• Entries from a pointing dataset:
begin

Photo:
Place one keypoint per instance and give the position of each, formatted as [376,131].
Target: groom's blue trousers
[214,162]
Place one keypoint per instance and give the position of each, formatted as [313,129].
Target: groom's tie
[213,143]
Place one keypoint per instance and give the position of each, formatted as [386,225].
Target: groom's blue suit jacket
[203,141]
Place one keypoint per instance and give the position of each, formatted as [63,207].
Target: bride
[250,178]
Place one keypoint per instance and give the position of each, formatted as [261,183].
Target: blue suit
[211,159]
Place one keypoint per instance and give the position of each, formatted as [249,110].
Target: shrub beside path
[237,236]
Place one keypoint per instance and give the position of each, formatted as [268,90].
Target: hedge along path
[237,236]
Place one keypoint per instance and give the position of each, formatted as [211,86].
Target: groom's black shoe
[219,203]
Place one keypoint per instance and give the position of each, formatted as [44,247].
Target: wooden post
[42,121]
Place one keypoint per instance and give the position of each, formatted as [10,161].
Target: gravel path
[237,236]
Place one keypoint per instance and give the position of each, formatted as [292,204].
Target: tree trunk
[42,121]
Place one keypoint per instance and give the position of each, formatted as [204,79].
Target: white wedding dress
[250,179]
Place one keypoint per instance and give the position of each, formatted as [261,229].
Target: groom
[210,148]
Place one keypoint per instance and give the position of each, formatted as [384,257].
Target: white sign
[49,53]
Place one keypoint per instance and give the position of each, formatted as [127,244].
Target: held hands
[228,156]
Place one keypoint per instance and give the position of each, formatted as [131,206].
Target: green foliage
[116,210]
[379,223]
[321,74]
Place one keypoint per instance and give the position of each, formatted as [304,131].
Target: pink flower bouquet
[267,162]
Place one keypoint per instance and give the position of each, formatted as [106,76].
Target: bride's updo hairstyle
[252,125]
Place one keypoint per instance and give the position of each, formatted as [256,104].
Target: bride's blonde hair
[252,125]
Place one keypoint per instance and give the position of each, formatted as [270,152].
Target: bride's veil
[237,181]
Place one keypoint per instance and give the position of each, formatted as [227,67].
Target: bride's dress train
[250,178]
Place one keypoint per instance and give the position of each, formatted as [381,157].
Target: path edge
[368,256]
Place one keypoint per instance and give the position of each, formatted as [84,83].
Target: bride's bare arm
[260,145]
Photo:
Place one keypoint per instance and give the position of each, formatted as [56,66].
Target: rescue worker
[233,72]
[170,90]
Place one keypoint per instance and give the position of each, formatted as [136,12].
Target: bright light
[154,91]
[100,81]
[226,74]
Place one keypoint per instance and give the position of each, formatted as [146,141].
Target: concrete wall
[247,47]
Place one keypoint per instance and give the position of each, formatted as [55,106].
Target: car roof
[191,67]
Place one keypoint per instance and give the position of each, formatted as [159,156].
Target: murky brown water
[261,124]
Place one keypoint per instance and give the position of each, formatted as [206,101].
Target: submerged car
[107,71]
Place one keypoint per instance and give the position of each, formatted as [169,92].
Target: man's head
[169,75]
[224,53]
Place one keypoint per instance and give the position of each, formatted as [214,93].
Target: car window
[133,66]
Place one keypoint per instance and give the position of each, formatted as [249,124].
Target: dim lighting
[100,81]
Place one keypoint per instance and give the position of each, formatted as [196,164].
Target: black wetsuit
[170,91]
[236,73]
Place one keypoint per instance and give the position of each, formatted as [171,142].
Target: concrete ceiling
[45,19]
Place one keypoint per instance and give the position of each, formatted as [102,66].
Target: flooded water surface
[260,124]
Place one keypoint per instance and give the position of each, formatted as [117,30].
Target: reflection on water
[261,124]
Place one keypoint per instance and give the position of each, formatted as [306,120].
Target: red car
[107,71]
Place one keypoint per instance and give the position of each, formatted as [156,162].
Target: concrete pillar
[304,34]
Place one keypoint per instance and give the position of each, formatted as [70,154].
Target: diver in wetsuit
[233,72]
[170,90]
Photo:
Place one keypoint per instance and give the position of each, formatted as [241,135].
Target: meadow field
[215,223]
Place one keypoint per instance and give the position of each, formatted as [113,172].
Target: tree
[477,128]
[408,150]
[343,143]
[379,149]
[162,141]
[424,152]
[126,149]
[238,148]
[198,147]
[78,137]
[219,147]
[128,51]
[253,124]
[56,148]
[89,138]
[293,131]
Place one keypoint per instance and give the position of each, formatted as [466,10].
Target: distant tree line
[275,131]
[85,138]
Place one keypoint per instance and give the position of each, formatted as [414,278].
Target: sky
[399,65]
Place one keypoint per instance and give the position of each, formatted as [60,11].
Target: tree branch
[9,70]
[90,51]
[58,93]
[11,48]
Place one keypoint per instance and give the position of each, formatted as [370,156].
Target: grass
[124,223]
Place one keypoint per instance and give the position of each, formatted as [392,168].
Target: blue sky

end

• EXERCISE GOAL: Please rewrite all of the entries above with every "Target" swapped for "Object" and nothing else changed.

• CORRECT RESULT:
Photo:
Place one keypoint per instance and give the position of each, formatted as [376,131].
Object: groom's blue trousers
[214,162]
Place one keypoint per instance and give the position of each, formatted as [313,129].
Object: groom's tie
[213,143]
Place one keypoint per instance and give the position of each, formatted as [386,225].
Object: groom's blue suit jacket
[203,141]
Place one keypoint per instance and give the position of each, formatted as [63,207].
Object: bride
[250,178]
Place one keypoint per instance and give the position of each, formatted as [261,183].
Object: blue suit
[211,159]
Place one keypoint per instance and give the position of each, formatted as [249,110].
Object: shrub beside path
[237,236]
Place one keypoint per instance and give the position of each, formatted as [268,90].
Object: hedge along path
[237,236]
Place one keypoint per instance and give the position of each, formatted as [211,86].
Object: groom's black shoe
[219,203]
Place one keypoint per instance and give the position of each, formatted as [44,247].
Object: wooden post
[42,121]
Place one keypoint per instance and give the position of each, formatted as [10,161].
Object: gravel path
[237,236]
Place one keypoint per instance and give the position of each, formatted as [292,204].
Object: tree trunk
[42,121]
Place one keypoint per instance and give the position of each, formatted as [204,79].
Object: white wedding dress
[250,179]
Place one keypoint per instance and give the position of each, formatted as [261,229].
Object: groom
[210,148]
Place one keypoint per instance and give the position of each, formatted as [384,257].
Object: white sign
[49,53]
Place one keypoint per instance and give the position of each, formatted as [127,244].
Object: held hands
[228,156]
Place one keypoint per instance and give the position of each, formatted as [131,206].
Object: green foliage
[116,210]
[379,223]
[321,74]
Place one keypoint per instance and give the position of each, formatted as [304,131].
Object: pink flower bouquet
[267,162]
Place one keypoint per instance and give the position of each, formatted as [106,76].
Object: bride's updo hairstyle
[252,125]
Place one keypoint per instance and give the position of each, formatted as [256,104].
Object: bride's blonde hair
[252,125]
Place one keypoint per instance and give the position of each, formatted as [270,152].
Object: bride's veil
[237,181]
Place one keypoint per instance and give the position of each, formatted as [227,67].
Object: bride's dress train
[250,178]
Place one keypoint per instance and give the position of each, formatted as [381,157].
Object: path edge
[368,256]
Place one keypoint per instance and give the position of each, formatted as [84,83].
Object: bride's bare arm
[260,145]
Photo:
Place one keypoint per instance and give the position of each, formatted as [56,66].
Object: rescue worker
[233,72]
[170,90]
Place one keypoint per instance and give the position of each, formatted as [136,12].
Object: bright light
[154,91]
[100,81]
[226,74]
Place one keypoint per instance and give the position of each, formatted as [146,141].
Object: concrete wall
[247,47]
Place one keypoint per instance and give the position of each, formatted as [55,106].
Object: car roof
[191,67]
Place one keypoint per instance and give the position of each, formatted as [159,156].
Object: murky brown water
[261,124]
Place one keypoint per instance and give the position of each, formatted as [206,101].
Object: submerged car
[107,71]
Place one keypoint per instance and give the position of each, formatted as [169,92].
Object: man's head
[169,75]
[224,53]
Place one keypoint per instance and give the position of each, formatted as [214,93].
Object: car window
[133,66]
Place one keypoint per instance and give the position of each, formatted as [249,124].
Object: dim lighting
[100,81]
Place one keypoint per instance and give the position of each, formatted as [196,164].
Object: black wetsuit
[170,91]
[236,73]
Place one keypoint per instance and give the position of each, formatted as [171,142].
Object: concrete ceiling
[45,19]
Place one keypoint per instance and give the position of each, formatted as [102,66].
Object: flooded water surface
[260,124]
Place one keypoint per instance and give the position of each, formatted as [117,30].
Object: reflection on water
[261,124]
Place one keypoint per instance and give the position of each, formatted as [306,120].
Object: red car
[107,71]
Place one keypoint per instance and give the position of each, formatted as [156,162].
Object: concrete pillar
[304,34]
Place one keypoint per instance and give the position of each, formatted as [70,154].
Object: diver in wetsuit
[233,72]
[170,90]
Photo:
Place one keypoint per instance and give the position of each, formatted as [241,135].
Object: meadow field
[215,223]
Place one keypoint per instance and give the position of each, formatted as [113,172].
Object: tree
[477,128]
[408,150]
[343,143]
[379,149]
[162,141]
[424,152]
[126,149]
[238,148]
[198,147]
[78,137]
[219,147]
[128,51]
[253,124]
[56,148]
[89,138]
[293,131]
Place one keypoint per instance and give the position of each, formatted as [466,10].
Object: distant tree line
[275,131]
[85,138]
Place one keypoint per instance and give the position of each, formatted as [414,278].
Object: sky
[399,65]
Place one keypoint per instance and give the position of each, formatted as [60,11].
Object: tree branch
[9,70]
[90,51]
[58,93]
[11,48]
Place one keypoint per instance and give the position of each, formatted as [370,156].
Object: grass
[124,223]
Place one keypoint per instance and give the position of each, formatted as [392,168].
Object: blue sky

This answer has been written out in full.